EXERCISE PROMPT:
Produce the records again in full, exactly as shown below.
(EXERCISE MATERIALS Opens)
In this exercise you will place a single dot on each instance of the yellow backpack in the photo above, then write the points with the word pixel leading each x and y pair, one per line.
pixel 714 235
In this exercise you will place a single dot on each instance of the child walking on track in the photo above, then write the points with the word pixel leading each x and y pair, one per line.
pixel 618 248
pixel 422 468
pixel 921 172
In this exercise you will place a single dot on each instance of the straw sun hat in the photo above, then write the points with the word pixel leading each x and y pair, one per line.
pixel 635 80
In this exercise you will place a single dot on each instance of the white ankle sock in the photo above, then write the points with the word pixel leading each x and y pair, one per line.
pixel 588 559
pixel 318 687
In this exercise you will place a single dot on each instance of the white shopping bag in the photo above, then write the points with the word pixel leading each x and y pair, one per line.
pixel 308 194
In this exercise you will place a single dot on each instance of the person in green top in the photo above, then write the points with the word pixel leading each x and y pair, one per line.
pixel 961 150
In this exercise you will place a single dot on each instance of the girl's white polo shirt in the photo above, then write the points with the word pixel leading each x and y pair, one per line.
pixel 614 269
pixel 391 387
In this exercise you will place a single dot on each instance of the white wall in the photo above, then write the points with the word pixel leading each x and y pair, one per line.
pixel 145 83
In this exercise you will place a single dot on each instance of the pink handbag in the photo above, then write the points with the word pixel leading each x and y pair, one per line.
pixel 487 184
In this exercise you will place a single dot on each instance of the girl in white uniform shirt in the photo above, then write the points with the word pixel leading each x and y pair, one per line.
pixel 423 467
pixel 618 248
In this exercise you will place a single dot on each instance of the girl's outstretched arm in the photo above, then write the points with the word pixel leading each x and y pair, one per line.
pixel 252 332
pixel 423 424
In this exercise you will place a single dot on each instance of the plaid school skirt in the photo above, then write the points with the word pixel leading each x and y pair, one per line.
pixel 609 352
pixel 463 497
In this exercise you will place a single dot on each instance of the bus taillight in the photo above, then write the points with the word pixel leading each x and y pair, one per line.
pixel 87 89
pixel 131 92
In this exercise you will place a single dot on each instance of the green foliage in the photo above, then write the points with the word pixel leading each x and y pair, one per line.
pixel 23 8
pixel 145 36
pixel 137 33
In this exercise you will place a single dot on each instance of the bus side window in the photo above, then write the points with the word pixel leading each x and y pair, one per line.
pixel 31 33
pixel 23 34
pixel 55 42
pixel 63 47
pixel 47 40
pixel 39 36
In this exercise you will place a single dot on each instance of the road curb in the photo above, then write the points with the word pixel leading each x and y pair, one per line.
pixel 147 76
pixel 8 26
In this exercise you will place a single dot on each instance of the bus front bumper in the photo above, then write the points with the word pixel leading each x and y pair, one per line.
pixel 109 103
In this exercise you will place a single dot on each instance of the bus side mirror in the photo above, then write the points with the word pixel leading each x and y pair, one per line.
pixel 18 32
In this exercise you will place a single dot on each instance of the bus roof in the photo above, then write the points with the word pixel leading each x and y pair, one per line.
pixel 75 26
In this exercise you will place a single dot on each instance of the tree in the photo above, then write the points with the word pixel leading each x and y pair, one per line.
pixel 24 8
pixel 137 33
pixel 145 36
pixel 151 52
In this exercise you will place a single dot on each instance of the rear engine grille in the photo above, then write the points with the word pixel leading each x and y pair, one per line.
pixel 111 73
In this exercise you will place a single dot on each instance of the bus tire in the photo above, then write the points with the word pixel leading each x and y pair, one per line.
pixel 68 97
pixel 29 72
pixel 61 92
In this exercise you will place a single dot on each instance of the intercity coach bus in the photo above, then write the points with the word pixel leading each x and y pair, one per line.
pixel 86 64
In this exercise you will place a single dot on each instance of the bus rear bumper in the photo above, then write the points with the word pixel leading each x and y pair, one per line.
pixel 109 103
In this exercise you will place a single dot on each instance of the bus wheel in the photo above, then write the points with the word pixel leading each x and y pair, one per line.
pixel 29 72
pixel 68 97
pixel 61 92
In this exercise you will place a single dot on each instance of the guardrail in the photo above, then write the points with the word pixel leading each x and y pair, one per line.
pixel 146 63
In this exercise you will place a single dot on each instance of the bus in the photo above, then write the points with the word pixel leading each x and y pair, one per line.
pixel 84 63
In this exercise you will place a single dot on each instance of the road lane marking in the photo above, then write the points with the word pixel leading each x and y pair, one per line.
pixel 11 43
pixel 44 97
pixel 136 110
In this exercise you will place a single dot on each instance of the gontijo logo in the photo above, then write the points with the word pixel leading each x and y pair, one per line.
(EXERCISE MATERIALS Closes)
TASK RESPONSE:
In this exercise you will place a single dot on each instance of the yellow backpack in the photo above, then write the points with the word pixel leading each x and y pair, one per line.
pixel 714 235
In this exercise you will place a single dot on each instance of the child walking on track in the photo above, then write the points with the word pixel leading each x and y pair, one per line.
pixel 618 248
pixel 422 468
pixel 921 172
In this exercise you will place a single dot on each instance of the straw sun hat in the photo above, then write the points with the word pixel leading each x and y pair, one per line.
pixel 635 80
In this exercise you will place a single dot on each instance of the white ankle sock in the photo above, then write the points with the word pixel leading each x and y pair, one per line.
pixel 588 559
pixel 318 687
In this exercise you will place a single dot on each instance of the white shopping bag in the photo above, then write the points with the word pixel leading each x and y pair, one per line.
pixel 308 194
In this exercise you will place a single dot on each instance of the person in green top in the photo above, then write the points with the word pixel leading each x and y pair, one per line.
pixel 961 150
In this exercise you will place a single dot on each instance of the girl's white polo shirt in the photo above, then write the points with the word pixel leading each x and y pair, one per line.
pixel 614 269
pixel 391 387
In this exercise you will place a single dot on each instance of the white wall in the photo above, then write the points with the word pixel leading each x and y pair, one per line.
pixel 145 83
In this exercise you will place a single dot on each instance of the pink handbag in the photo above, then write the points with the word pixel leading each x and y pair, one per line.
pixel 487 184
In this exercise you will place a single dot on each instance of the girl in white uniform shirt in the photo above, then write the points with the word pixel leading each x and y pair, one per line.
pixel 423 467
pixel 618 248
In this exercise you will place a single dot on each instance of the girl's outstretched arm in the photo above, then write the points with the word pixel leading each x and y pair, one per line.
pixel 252 332
pixel 423 424
In this exercise you will place a single dot on each instance of the plaid school skirt in the photo above, then write the points with the word pixel leading each x and y pair, one per line.
pixel 609 352
pixel 463 497
In this exercise you will place a single dot on each instance of the bus taillight in the photo above, then write the points with the word pixel leading each x and y pair, one per line.
pixel 87 89
pixel 131 92
In this exercise you will place a single dot on each instance of the green foliage in the photo above, then write the points with the word pixel leading each x and y pair, one per line.
pixel 23 8
pixel 145 36
pixel 137 33
In this exercise you will place a single dot on each instance of the bus side window in the photo above, then write the points with the word pixel leading each x and y pair, one per line.
pixel 31 33
pixel 23 34
pixel 55 42
pixel 63 47
pixel 47 40
pixel 39 36
In this exercise you will place a single dot on each instance of the road curb in the photo above, then write the points with the word pixel leading each x and y pair, one per line.
pixel 147 76
pixel 8 26
In this exercise you will place a single dot on each instance of the bus front bumper in the photo above, then write the points with the word pixel leading each x and y pair, one per line.
pixel 109 103
In this exercise you will place a single dot on each instance of the bus side mirror in the photo above, then write the points with the word pixel leading each x and y pair, one per line.
pixel 18 32
In this exercise you will place a single dot on each instance of the bus roof in the photo above, then write the points with the word pixel leading each x and y pair, one per line.
pixel 75 26
In this exercise you will place a single dot on each instance of the tree in the photo above, then write the points with the word pixel leading each x and y pair, one per line.
pixel 24 8
pixel 137 33
pixel 145 36
pixel 151 52
In this exercise you will place a single dot on each instance of the rear engine grille in the photo above, then write the points with the word pixel leading each x and y pair, one per line.
pixel 111 73
In this exercise you will place a single dot on each instance of the bus tire in the photo above, then write the points with the word pixel leading each x and y pair, one per line.
pixel 68 97
pixel 29 72
pixel 61 92
In this exercise you will place a single dot on each instance of the intercity coach bus in the photo above, then write the points with the word pixel leading each x and y pair, one per line.
pixel 86 64
In this exercise you will place a single dot on each instance of the bus rear bumper in the photo above, then write the points with the word pixel leading each x and y pair, one per line.
pixel 109 103
In this exercise you will place a single dot on each instance of the bus wheel in the photo above, then write the points with the word pixel leading each x and y pair, one per line.
pixel 29 72
pixel 68 97
pixel 61 92
In this exercise you will place a single dot on each instance of the guardrail in the photo above, then write the points with the word pixel leading each x and y pair, one per line.
pixel 146 63
In this exercise you will place a single dot on each instance of the bus in the photo above, then write the points with the word pixel leading each x and y pair, one per line.
pixel 84 63
In this exercise you will place a single dot on each instance of the road lane marking in the photo above, then write the points with the word pixel leading each x and y pair, one per line.
pixel 11 43
pixel 44 97
pixel 136 110
In this exercise you will place a single dot on each instance of the gontijo logo in the photo above, then write the points with the word pixel leading each x and y pair, one per line.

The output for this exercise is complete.